## Start SOURCE EXTRACT
It wasn’t until the 1960’s my grandparents got their first TV which was black and white. They lived in the middle of no-where,so it would not surprise me if they had poor connection. She explained that the lifestyle changed in the household as well when the TV was introduced. Things like watching the Sunday night football and having to have had dinner and washed up by 6pm so they could all watch together. My grandpa had the most control over the TV, but when he fell asleep, Grandma would kindly turn down the volume and change the channel to what she wanted to watch. If visitors were to come over, the TV would go off as it was considered polite. Her most memorable televised event in history was the shooting of JF Kennedy in 1963 and the walking on the moon in 1969. Both of my grandparents worked during the day, so they didn’t watch anything until all the cooking and cleaning had been completed. Sunday night football was a must in my dad’s household growing up; other shows they watched were Get Smart, The Andy Griffith Show, Rawhide, Four Corners and the News. Now days, she likes to watch Offspring, Winners and Losers, Australian Story, Boarder Security and cooking shows.

From now to then, 16 years on from watching the Olympics, it’s still a tradition to watch the Olympics as much as I can and it’s still a tradition for Grandma to have everything clean before sitting down for the night to watch TV. Some things will never change.
## End SOURCE EXTRACT
#### WHAT YOU NEED TO DO
1. In the passage about the grandparents' first television, what happened to the TV when visitors came over?
2. From the television passage, return the text between "From now to" and "will never change.", inclusive.
## Start RECORDS SHOWN
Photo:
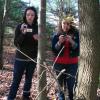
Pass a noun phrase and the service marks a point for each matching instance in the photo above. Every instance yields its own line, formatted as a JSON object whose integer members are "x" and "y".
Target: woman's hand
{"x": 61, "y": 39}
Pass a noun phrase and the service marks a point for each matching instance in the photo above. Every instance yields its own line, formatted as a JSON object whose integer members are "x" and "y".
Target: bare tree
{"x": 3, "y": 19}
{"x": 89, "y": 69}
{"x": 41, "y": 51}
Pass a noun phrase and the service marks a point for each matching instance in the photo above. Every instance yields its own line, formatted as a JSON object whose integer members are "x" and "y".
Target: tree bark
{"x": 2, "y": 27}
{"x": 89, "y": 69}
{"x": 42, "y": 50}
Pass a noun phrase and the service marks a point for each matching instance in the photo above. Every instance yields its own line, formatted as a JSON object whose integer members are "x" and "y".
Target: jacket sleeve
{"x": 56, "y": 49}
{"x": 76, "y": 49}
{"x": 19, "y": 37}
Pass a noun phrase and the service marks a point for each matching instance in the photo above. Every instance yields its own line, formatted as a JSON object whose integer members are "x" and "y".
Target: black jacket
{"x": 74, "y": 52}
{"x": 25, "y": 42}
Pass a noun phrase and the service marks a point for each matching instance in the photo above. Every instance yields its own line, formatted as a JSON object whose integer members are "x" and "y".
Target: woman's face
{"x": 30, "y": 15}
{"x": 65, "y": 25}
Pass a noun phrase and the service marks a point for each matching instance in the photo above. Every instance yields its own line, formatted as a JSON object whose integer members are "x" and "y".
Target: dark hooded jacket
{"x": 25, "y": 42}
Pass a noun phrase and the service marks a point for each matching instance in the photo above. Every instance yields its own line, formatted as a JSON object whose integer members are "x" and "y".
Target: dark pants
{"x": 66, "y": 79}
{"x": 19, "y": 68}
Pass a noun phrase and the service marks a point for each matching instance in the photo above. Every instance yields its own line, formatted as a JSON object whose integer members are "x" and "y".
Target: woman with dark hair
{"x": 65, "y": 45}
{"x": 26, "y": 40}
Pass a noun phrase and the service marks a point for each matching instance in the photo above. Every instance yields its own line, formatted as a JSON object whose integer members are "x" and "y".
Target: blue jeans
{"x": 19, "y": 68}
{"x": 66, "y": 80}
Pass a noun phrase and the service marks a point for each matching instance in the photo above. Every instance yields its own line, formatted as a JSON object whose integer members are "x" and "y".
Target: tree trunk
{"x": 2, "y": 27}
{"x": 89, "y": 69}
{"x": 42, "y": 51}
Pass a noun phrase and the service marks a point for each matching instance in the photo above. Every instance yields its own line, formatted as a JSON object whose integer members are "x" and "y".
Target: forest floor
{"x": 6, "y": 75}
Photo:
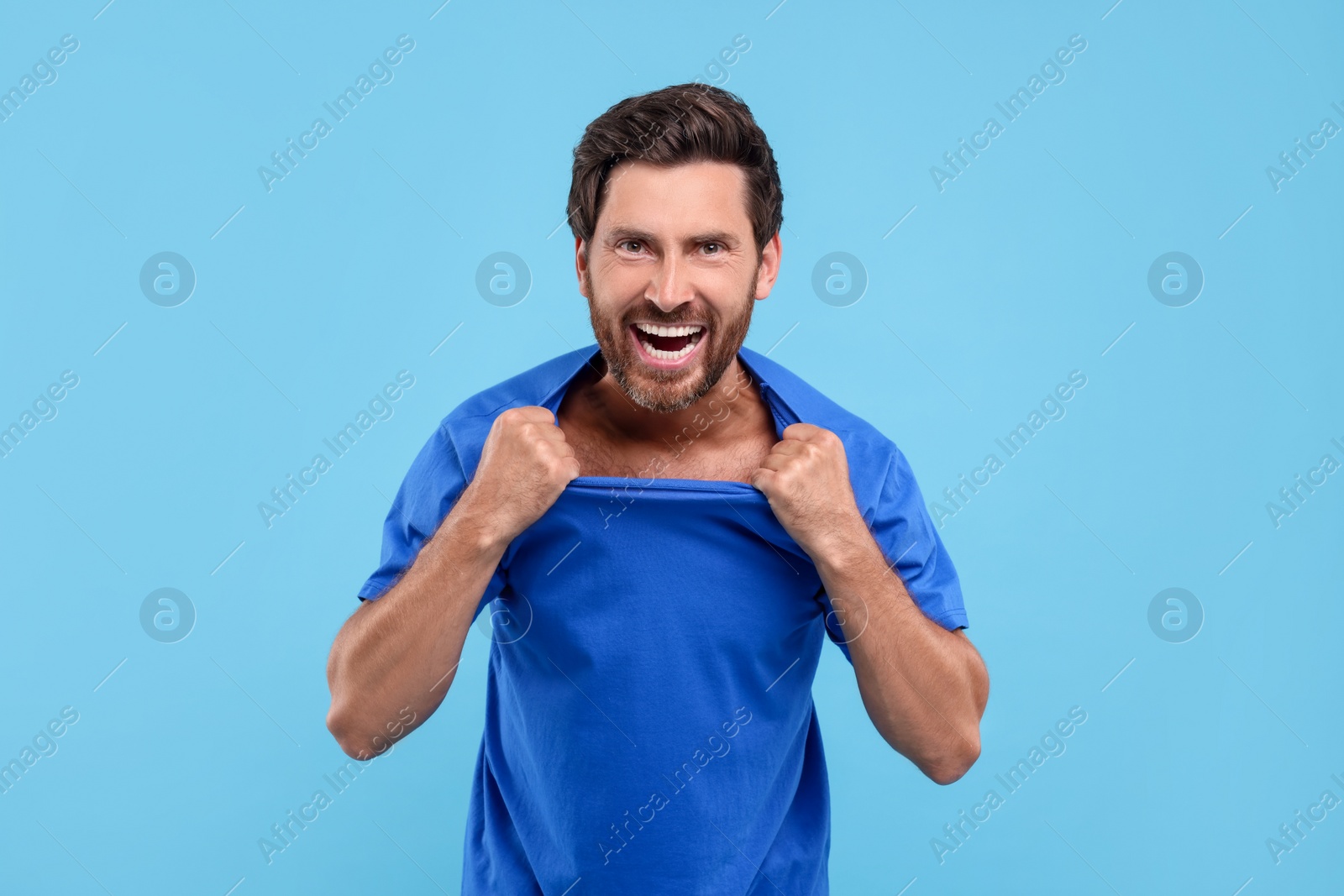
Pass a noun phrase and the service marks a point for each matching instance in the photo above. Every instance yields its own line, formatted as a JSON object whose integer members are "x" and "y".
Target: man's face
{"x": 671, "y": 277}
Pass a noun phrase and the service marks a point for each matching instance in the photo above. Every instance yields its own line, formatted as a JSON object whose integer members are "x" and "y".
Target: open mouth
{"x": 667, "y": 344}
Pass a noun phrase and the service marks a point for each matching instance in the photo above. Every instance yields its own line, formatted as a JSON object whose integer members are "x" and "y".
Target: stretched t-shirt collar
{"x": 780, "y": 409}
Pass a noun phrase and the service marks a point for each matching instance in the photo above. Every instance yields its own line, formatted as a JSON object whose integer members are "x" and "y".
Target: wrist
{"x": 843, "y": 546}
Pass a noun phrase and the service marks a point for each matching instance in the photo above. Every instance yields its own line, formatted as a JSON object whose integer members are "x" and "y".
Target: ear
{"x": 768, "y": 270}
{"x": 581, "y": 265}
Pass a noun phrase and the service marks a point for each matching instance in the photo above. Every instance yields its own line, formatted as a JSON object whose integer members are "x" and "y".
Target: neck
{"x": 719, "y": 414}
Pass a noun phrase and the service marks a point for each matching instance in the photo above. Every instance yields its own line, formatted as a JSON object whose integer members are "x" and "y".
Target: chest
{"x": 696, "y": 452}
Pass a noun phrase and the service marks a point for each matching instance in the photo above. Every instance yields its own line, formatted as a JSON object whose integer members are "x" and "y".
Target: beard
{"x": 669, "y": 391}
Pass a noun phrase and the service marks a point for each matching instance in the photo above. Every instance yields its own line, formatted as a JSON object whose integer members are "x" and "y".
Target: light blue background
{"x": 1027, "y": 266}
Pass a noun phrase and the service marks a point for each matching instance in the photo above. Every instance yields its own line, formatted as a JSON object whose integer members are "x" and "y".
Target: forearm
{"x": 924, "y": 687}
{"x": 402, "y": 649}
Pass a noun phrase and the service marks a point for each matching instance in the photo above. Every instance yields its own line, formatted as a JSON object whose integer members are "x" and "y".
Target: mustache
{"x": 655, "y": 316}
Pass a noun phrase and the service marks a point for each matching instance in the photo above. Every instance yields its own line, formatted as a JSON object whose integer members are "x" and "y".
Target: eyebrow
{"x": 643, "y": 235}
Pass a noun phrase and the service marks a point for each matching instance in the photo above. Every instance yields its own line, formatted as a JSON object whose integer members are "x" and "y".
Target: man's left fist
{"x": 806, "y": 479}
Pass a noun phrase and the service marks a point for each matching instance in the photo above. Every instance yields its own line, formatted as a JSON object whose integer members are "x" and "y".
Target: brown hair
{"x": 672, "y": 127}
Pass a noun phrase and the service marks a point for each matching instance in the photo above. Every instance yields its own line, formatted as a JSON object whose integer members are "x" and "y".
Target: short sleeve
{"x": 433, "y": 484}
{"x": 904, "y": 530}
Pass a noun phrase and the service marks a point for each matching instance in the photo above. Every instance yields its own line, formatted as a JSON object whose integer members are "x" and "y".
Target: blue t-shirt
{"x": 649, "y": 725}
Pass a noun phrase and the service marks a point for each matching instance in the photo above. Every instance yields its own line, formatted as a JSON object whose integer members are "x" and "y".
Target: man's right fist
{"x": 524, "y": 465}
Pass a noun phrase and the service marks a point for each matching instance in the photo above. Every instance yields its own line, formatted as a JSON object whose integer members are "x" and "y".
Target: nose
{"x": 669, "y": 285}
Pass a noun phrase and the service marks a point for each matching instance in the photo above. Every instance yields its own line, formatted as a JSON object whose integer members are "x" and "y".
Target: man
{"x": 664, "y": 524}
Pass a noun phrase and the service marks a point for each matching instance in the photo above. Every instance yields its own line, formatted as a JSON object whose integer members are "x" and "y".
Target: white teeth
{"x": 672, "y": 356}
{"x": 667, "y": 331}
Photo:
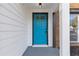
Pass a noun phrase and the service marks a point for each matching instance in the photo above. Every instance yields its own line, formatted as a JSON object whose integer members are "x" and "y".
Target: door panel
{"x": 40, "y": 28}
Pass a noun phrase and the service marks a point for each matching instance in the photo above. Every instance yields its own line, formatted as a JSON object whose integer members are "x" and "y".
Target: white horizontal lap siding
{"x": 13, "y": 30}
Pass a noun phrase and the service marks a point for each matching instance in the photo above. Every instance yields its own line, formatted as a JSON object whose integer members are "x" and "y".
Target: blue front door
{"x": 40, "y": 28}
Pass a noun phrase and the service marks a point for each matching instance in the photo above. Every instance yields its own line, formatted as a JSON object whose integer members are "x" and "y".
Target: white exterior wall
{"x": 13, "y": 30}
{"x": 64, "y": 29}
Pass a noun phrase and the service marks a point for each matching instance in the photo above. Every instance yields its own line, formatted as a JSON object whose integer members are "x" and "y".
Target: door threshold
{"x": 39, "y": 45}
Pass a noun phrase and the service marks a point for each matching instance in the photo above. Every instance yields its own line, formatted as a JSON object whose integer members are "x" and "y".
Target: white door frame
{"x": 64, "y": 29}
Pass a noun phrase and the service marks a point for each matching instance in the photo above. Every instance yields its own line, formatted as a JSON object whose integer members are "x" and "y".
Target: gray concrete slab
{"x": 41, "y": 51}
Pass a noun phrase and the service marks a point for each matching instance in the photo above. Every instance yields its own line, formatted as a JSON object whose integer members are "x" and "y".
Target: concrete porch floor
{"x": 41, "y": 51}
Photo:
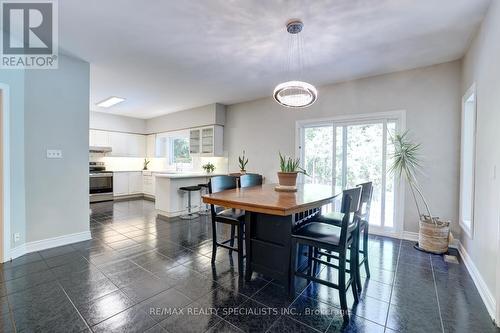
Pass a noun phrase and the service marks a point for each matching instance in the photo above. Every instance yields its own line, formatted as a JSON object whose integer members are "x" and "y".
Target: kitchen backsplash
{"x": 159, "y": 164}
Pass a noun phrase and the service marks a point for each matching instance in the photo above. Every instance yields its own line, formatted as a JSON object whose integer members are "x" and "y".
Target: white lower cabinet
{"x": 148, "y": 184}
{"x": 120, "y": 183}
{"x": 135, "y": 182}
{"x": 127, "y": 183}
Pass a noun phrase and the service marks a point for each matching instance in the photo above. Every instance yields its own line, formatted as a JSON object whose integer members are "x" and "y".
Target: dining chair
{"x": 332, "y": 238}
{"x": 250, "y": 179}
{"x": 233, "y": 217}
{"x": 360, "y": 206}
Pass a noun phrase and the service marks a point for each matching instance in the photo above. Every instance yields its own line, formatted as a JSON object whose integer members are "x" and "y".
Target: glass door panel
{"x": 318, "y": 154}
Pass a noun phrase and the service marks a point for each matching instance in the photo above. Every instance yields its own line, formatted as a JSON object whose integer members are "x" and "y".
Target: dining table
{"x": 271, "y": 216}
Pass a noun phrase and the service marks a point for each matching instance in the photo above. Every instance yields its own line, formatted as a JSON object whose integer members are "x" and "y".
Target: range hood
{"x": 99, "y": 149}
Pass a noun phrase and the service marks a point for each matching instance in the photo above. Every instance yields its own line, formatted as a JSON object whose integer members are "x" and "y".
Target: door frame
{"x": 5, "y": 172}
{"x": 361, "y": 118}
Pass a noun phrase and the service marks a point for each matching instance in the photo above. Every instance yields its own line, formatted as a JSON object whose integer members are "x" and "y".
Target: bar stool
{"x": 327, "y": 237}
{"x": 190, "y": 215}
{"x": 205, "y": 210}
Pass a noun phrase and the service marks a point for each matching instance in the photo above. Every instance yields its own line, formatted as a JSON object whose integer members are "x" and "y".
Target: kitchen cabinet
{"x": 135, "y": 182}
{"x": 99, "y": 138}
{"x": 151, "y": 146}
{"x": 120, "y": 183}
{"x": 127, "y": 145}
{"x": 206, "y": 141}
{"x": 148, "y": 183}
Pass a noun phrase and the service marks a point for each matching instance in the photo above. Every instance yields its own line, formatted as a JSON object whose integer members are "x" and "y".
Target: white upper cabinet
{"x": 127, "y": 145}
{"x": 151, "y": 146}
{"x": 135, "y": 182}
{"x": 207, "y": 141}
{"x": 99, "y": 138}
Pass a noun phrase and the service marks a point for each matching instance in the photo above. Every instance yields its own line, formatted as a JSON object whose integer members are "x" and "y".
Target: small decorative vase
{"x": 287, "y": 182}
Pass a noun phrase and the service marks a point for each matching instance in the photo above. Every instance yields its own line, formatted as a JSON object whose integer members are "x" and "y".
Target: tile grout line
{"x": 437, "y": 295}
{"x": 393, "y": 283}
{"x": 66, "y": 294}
## End RECORDS SHOWN
#### EXERCISE RESPONSES
1. It was turned off because that was considered polite.

2.
From now to then, 16 years on from watching the Olympics, it’s still a tradition to watch the Olympics as much as I can and it’s still a tradition for Grandma to have everything clean before sitting down for the night to watch TV. Some things will never change.